**TEXTE SOURCE**
■ ■ ■

Sur le premier moyen :

Attendu que M. X... fait grief à l'arrêt de déclarer ses demandes irrecevables, alors, selon le moyen :

1°/ que ne peuvent donner lieu à aucune action en diffamation, injure ou outrage, les écrits produits devant les tribunaux ; que ne constitue toutefois pas un écrit produit devant les tribunaux un courrier officiel échangé entre avocats ; qu'en considérant, néanmoins, que la lettre officielle du 14 mars 2012 échangée entre l'avocat de la SCI et l'avocat de la société doit être considérée comme un écrit produit devant un tribunal, la cour d'appel a violé l'article 41 de la loi du 29 juillet 1881 ;

2°/ qu'en considérant que les propos incriminés ne peuvent être considérés comme étrangers au litige opposant la SCI et la société, après avoir pourtant constaté, d'une part, que le litige portait seulement sur la détermination du quantum d'une indemnité d'éviction due par la SCI, et, d'autre part, que les propos litigieux portaient une accusation envers M. X... qui serait au centre d'une « véritable nébuleuse financière », circonstance totalement étrangère à la détermination du quantum d'une indemnité d'éviction, la cour d'appel, qui n'a pas déduit les conséquences légales de ses propres constatations, a violé l'article 41 de la loi du 29 juillet 1881 ;

Mais attendu, d'abord, qu'ayant relevé, par motifs propres et adoptés, que la lettre officielle du 14 mars 2012 avait été adressée, par le conseil de la SCI, tant à l'avocat de la partie adverse qu'au juge de la mise en état, afin qu'il soit informé des échanges entre les parties, et que celui-ci, chargé du contrôle de l'expertise judiciaire en cours, était compétent pour statuer sur l'incident soulevé par la société, la cour d'appel a retenu, à bon droit, que cette lettre devait être considérée comme ayant été produite devant les tribunaux, au sens de l'article 41, alinéa 4, de la loi du 29 juillet 1881 ;

Et attendu, ensuite, que l'arrêt constate que le litige a pour objet de déterminer le montant de l'indemnité d'éviction éventuellement due par la bailleresse, qu'un expert a été désigné en raison des difficultés liées à cette indemnisation et qu'au cours des opérations d'expertise, la SCI a émis des réserves sur la fiabilité de la comptabilité produite par la société pour justifier de la valeur de son fonds de commerce ; que la cour d'appel en a exactement déduit que les propos litigieux, dont la société avait elle-même soutenu qu'ils auraient conduit l'expert à s'adjoindre un sapiteur, n'étaient pas étrangers à la cause ;

D'où il suit que le moyen n'est pas fondé ;

Mais sur le second moyen :

Vu l'article 1382, devenu 1240 du code civil ;

Attendu que, pour condamner M. X... au paiement de dommages-intérêts, l'arrêt retient que celui-ci a interjeté appel bien que les motifs du tribunal aient fait clairement apparaître le caractère non seulement infondé mais abusif de la procédure qu'il a engagée ;

Qu'en statuant par de tels motifs, impropres à caractériser une faute faisant dégénérer en abus l'exercice de la voie de recours qui lui était ouverte, la cour d'appel a violé le texte susvisé ;

Et vu les articles L. 411-3 du code de l'organisation judiciaire et 1015 du code de procédure civile ;

PAR CES MOTIFS :

CASSE ET ANNULE, mais seulement en ce qu'il condamne M. X... à payer à M. Brault et à la SCI Vendôme bureaux la somme de 5 000 euros chacun à titre de dommages-intérêts ;

DIT n'y avoir lieu à renvoi ;

Rejette la demande reconventionnelle de dommages-intérêts pour procédure abusive formée par M. Brault et la SCI Vendôme bureaux ;

Dit que chacune des parties conservera la charge de ses propres dépens ;

Vu l'article 700 du code de procédure civile, rejette les demandes ;

Dit que sur les diligences du procureur général près la Cour de cassation, le présent arrêt sera transmis pour être transcrit en marge ou à la suite de l'arrêt partiellement cassé ;

Ainsi fait et jugé par la Cour de cassation, première chambre civile, et prononcé par le président en son audience publique du seize novembre deux mille seize.

■ ■ ■

**CONSIGNE ÉCRITE 1**
Pour chacune des affirmations suivantes, dites si elle concorde avec le texte source, en répondant par oui ou non et en citant mot pour mot le passage qui tranche. (a) La lettre officielle du 14 mars 2012 a aussi été envoyée au juge de la mise en état. (b) La Cour de cassation renvoie l'affaire devant une autre juridiction. (c) M. X... avait été condamné à payer 10 000 euros à chacun au titre des dommages-intérêts.

**ENTRÉES À TRAITER**
■ ■ ■

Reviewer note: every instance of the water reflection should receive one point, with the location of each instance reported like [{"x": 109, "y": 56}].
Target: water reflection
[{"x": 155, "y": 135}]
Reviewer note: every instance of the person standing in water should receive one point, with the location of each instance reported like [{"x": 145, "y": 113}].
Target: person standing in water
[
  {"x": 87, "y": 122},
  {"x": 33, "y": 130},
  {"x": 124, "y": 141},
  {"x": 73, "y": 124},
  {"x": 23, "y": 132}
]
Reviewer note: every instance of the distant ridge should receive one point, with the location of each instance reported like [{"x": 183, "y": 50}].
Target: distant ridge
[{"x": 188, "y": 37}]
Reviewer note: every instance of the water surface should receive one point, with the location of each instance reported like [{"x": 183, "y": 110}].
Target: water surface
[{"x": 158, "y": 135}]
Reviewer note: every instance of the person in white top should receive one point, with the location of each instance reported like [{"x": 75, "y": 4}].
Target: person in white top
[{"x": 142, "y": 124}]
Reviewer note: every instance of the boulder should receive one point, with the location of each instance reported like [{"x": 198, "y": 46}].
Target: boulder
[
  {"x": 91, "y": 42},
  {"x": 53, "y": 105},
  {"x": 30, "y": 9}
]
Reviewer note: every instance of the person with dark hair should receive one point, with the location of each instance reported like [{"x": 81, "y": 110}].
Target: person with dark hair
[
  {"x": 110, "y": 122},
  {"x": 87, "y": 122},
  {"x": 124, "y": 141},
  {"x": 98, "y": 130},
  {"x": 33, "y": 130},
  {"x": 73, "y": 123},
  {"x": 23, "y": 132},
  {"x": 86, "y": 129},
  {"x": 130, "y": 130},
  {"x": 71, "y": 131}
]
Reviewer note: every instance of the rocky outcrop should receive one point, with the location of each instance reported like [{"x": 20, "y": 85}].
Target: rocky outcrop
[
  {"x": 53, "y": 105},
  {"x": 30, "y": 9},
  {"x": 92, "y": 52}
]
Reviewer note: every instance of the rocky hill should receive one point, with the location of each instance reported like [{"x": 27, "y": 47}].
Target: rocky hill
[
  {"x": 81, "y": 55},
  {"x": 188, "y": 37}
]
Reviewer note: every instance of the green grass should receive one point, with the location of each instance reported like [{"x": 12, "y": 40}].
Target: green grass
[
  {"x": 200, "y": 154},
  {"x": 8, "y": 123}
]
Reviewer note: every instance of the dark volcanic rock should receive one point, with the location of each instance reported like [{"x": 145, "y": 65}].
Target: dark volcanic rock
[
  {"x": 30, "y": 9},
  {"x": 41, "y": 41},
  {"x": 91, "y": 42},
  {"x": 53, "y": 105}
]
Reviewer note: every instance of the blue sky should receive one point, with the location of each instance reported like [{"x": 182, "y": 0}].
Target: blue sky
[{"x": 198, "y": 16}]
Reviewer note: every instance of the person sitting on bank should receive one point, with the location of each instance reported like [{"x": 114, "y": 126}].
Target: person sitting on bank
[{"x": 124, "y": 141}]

■ ■ ■

**CONSIGNE ÉCRITE 2**
Repérez dans les entrées chaque ligne où figure la chaîne « volcanic », en tenant compte de la casse, et recopiez ces lignes.

**RÉPONSE 1**
(a) Oui : « tant à l'avocat de la partie adverse qu'au juge de la mise en état ».
(b) Non : « DIT n'y avoir lieu à renvoi ».
(c) Non : « la somme de 5 000 euros chacun à titre de dommages-intérêts ».

**RÉPONSE 2**
Reviewer note: every instance of the dark volcanic rock should receive one point, with the location of each instance reported like [{"x": 145, "y": 65}].
Target: dark volcanic rock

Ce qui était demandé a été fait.